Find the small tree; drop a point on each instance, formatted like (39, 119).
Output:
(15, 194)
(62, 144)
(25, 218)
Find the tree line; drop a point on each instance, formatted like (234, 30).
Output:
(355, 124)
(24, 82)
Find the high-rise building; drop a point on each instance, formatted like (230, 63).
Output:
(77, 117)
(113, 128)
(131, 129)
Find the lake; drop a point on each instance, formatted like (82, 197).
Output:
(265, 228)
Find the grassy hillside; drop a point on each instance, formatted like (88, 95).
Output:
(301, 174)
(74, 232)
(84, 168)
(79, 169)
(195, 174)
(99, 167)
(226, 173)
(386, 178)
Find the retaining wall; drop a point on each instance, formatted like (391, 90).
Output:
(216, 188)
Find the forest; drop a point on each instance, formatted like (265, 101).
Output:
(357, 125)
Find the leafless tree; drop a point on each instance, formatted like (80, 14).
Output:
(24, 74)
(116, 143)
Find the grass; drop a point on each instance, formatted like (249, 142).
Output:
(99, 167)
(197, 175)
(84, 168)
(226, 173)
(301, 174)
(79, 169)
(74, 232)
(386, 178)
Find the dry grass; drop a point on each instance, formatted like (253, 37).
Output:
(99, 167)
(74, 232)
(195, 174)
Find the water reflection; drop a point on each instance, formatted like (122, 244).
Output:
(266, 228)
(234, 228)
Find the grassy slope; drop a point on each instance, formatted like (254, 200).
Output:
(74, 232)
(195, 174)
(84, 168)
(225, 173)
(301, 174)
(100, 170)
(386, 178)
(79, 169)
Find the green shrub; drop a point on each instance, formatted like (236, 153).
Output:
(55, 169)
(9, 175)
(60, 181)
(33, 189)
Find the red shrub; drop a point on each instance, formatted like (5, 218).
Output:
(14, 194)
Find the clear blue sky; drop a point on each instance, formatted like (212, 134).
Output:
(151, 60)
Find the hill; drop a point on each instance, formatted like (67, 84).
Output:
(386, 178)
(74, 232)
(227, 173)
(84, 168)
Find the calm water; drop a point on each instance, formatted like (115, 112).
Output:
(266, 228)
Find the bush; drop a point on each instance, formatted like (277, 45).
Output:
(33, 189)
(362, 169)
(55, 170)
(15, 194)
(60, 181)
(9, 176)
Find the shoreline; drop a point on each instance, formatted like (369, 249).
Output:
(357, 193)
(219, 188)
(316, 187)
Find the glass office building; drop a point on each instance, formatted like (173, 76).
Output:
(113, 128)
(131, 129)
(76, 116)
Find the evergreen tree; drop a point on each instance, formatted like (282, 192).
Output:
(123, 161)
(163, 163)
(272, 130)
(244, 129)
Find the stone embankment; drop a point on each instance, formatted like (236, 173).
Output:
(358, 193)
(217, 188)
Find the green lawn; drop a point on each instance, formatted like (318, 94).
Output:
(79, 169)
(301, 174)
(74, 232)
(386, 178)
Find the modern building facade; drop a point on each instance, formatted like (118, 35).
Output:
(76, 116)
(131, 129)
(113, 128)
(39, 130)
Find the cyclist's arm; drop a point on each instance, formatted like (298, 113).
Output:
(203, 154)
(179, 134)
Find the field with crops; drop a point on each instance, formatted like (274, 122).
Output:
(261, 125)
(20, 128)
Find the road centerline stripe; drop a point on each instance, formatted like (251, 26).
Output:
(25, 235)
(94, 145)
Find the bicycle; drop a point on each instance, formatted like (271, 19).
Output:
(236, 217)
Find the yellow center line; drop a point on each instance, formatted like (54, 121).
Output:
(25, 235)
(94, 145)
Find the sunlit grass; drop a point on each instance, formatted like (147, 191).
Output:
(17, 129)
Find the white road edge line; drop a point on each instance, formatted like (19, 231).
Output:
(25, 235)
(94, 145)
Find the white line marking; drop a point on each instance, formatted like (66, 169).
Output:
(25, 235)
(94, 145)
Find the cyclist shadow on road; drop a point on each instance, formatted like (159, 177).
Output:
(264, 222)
● ● ●
__Problem to solve__: Exactly those lines that run from the start of the listing to the line containing "Find the lake;" should be output, and no others.

__Answer area__:
Find the small tree; drop a point on each instance, formatted like (39, 119).
Output:
(15, 194)
(62, 144)
(25, 218)
Find the tree line; drop a point on each instance, formatted like (234, 30).
Output:
(355, 124)
(24, 82)
Find the high-rise building; drop a point on each instance, formatted like (230, 63).
Output:
(77, 117)
(113, 128)
(131, 129)
Find the lake; drop a point on each instance, formatted like (82, 197).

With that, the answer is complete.